Records for this task »

============

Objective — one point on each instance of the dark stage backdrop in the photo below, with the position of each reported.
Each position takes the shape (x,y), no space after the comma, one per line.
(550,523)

============

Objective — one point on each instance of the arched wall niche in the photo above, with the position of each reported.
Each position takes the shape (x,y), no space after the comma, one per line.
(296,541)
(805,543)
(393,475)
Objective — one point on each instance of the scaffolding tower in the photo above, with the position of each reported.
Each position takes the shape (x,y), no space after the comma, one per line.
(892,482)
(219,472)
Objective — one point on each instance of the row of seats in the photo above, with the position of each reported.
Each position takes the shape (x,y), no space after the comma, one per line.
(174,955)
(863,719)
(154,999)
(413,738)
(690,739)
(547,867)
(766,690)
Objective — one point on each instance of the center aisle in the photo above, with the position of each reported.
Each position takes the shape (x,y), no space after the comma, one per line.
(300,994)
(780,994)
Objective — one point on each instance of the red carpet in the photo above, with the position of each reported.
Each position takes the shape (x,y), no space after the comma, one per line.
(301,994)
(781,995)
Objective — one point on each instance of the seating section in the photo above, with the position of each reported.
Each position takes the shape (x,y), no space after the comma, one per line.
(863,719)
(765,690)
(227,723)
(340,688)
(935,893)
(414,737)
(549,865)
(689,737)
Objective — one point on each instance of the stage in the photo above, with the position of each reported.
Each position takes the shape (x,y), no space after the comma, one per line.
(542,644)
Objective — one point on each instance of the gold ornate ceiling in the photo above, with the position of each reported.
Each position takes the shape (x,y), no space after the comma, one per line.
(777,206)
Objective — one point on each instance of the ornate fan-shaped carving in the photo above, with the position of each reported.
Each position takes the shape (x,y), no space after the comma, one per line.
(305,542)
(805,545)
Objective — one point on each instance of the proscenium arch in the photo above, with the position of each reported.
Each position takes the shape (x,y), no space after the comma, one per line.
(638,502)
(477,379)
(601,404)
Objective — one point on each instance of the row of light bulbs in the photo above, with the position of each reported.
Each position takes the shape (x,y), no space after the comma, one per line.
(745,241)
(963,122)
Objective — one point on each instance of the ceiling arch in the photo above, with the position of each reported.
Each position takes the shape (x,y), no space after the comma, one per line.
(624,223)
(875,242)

============

Problem to solve » Gather every line of the data above that contains the word "stage" and copy each of those lines in full.

Answer to the exercise »
Objective — one point on each instance of the dark stage backdrop in the photo below, with the position of each reported.
Objective — one point on each instance of the stage in the photo above, with the position of each reported.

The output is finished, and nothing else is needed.